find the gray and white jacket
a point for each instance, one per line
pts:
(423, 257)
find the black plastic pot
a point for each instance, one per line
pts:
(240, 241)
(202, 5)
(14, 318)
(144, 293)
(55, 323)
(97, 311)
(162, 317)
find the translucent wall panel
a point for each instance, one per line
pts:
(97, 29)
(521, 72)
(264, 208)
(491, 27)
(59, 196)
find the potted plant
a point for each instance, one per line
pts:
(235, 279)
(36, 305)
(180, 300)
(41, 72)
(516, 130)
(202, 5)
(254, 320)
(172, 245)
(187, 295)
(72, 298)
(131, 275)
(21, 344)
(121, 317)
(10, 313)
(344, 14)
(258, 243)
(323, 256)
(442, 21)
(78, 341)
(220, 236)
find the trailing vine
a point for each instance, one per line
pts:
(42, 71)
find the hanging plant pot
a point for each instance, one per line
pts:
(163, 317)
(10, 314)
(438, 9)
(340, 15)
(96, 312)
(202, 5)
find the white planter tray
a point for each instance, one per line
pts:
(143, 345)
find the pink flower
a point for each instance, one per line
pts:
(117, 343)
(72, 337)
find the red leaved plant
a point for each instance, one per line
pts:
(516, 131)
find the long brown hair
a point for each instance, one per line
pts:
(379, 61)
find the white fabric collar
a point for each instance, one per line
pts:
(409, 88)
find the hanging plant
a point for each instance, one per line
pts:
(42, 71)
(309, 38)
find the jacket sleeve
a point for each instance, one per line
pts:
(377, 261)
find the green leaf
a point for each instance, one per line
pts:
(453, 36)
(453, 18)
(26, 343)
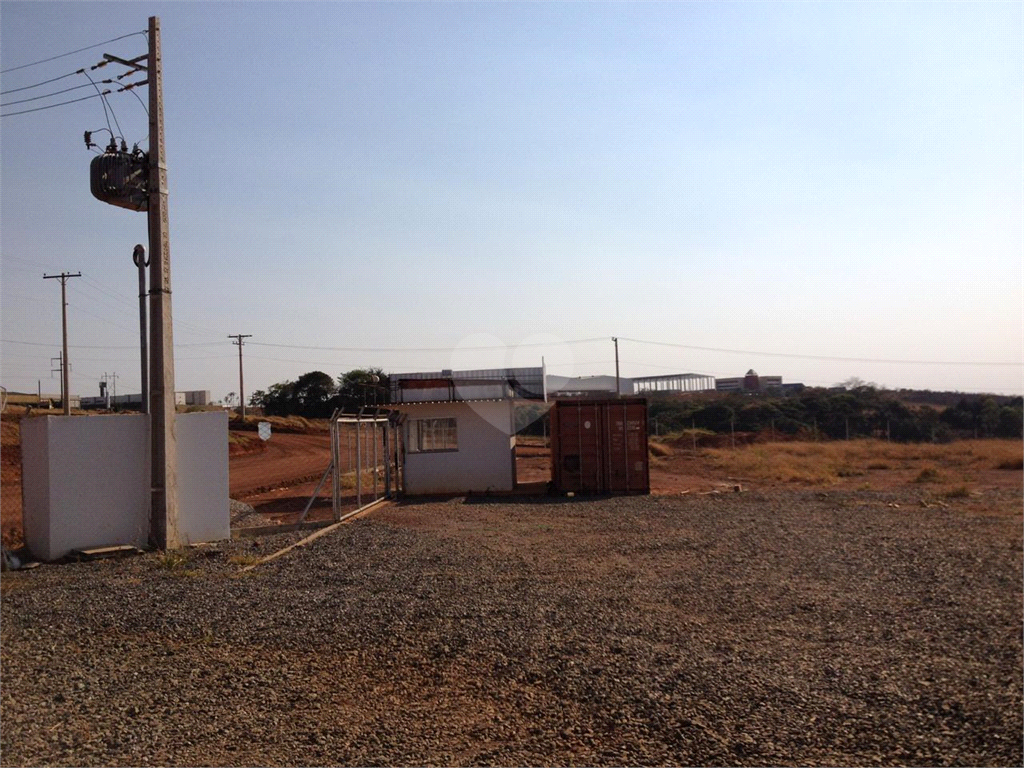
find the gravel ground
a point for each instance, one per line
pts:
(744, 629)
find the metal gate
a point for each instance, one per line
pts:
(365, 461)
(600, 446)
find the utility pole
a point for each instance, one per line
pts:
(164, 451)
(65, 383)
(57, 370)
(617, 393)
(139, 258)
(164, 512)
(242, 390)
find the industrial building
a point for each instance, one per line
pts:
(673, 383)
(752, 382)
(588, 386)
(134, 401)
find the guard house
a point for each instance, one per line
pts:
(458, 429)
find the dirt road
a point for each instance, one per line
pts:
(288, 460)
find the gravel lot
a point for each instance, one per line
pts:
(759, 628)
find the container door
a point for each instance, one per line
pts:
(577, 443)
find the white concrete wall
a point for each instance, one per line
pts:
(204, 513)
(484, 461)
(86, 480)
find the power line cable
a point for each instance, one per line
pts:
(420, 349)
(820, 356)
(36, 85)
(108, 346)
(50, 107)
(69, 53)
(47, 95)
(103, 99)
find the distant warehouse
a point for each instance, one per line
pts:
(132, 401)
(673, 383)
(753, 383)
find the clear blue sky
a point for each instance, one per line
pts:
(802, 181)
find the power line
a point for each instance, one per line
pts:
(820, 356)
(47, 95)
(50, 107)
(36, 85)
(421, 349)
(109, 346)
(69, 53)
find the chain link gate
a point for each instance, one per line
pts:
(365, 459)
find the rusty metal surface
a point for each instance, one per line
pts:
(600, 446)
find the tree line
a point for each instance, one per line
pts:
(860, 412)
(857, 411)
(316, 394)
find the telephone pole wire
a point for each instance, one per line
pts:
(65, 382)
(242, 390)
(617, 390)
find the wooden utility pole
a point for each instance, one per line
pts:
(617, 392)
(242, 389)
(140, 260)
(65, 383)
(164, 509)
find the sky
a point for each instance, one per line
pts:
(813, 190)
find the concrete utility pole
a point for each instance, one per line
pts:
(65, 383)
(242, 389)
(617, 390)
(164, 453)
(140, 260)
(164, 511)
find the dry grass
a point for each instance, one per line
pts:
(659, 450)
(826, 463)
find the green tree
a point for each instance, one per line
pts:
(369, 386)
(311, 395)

== == ==

(Brief): Your task is to repeat the material above exactly, without its pictures.

(Expected output):
find the gray and white jacket
a point for each instance, one per line
pts:
(423, 257)
find the black plastic pot
a point for each instance, one per line
pts:
(240, 241)
(202, 5)
(14, 318)
(144, 293)
(55, 323)
(97, 311)
(162, 317)
find the translucent wall panel
a point for each instance, one per line
pts:
(97, 29)
(521, 72)
(264, 208)
(491, 27)
(59, 196)
find the potted plant
a point for each instance, one per line
pts:
(235, 279)
(36, 305)
(180, 300)
(41, 72)
(516, 130)
(202, 5)
(254, 320)
(172, 245)
(187, 295)
(72, 298)
(131, 275)
(21, 344)
(121, 317)
(10, 313)
(344, 14)
(258, 243)
(323, 256)
(442, 21)
(78, 341)
(220, 236)
find the trailing vine
a point for each instance, one per line
pts:
(42, 71)
find the hanging plant pot
a point for each instance, one per line
pts:
(163, 317)
(10, 314)
(438, 9)
(340, 15)
(96, 312)
(202, 5)
find the white planter tray
a point for each instance, one per line
pts:
(143, 345)
find the pink flower
a point for each instance, one per line
pts:
(117, 343)
(72, 337)
find the red leaved plant
a point for each instance, one per line
pts:
(516, 131)
find the long brown hair
a point for each instance, one per line
pts:
(379, 61)
find the white fabric collar
a point for each instance, one per line
pts:
(409, 88)
find the hanging plant
a point for each instance, one per line
pts:
(42, 71)
(309, 38)
find the jacket sleeve
a point for each instance, one per line
pts:
(377, 261)
find the green leaf
a point for each instance, one per line
pts:
(453, 36)
(453, 18)
(26, 343)
find the gravel ground
a point for each instance, one per line
pts:
(744, 629)
find the metal gate
a point for each instance, one per line
pts:
(365, 461)
(600, 446)
find the utility pole
a point for each instance, one per line
pts:
(164, 451)
(65, 383)
(57, 370)
(617, 393)
(139, 258)
(164, 512)
(242, 390)
find the industrial building
a point for each instance, one per line
pts:
(673, 383)
(752, 382)
(588, 386)
(134, 401)
find the guard house
a point for each instance, one per line
pts:
(458, 429)
find the dirt road
a point for each instance, one per line
pts:
(288, 460)
find the gravel lot
a point for each instance, one per line
pts:
(759, 628)
find the container door
a point for each instance, one per line
pts:
(577, 443)
find the white concrete wall
a point for each instance, one per line
pts:
(204, 513)
(484, 461)
(86, 480)
find the power line cable
a point for each instance, one per line
pts:
(420, 349)
(820, 356)
(36, 85)
(108, 346)
(50, 107)
(69, 53)
(47, 95)
(103, 99)
find the distant warehouse
a point for each instance, one per line
pts:
(132, 401)
(673, 383)
(753, 383)
find the clear blue sky
a point for each instance, one per line
pts:
(802, 181)
find the power line
a point for each instance, one per line
pts:
(820, 356)
(47, 95)
(50, 107)
(36, 85)
(421, 349)
(109, 346)
(69, 53)
find the chain link gate
a point for each instance, one per line
pts:
(365, 459)
find the rusty metal surface
a point for each instance, one per line
pts:
(600, 446)
find the tree line
a point for each instance, one per line
pts:
(860, 412)
(857, 411)
(316, 394)
find the telephone pole wire
a point for each instance, one per line
pts:
(65, 382)
(242, 390)
(617, 390)
find the wooden utility pole
a point for each instance, one per line
pts:
(617, 392)
(242, 389)
(140, 260)
(65, 383)
(164, 509)
find the sky
a point for each instance, one per line
pts:
(813, 190)
find the concrete utility pole
a point for each instance, one per line
pts:
(65, 383)
(242, 389)
(617, 390)
(164, 453)
(140, 260)
(164, 511)
find the dry grass
a point for each instance, one per line
pts:
(659, 450)
(826, 463)
find the green tree
a point for each instance, one per line
pts:
(369, 386)
(311, 395)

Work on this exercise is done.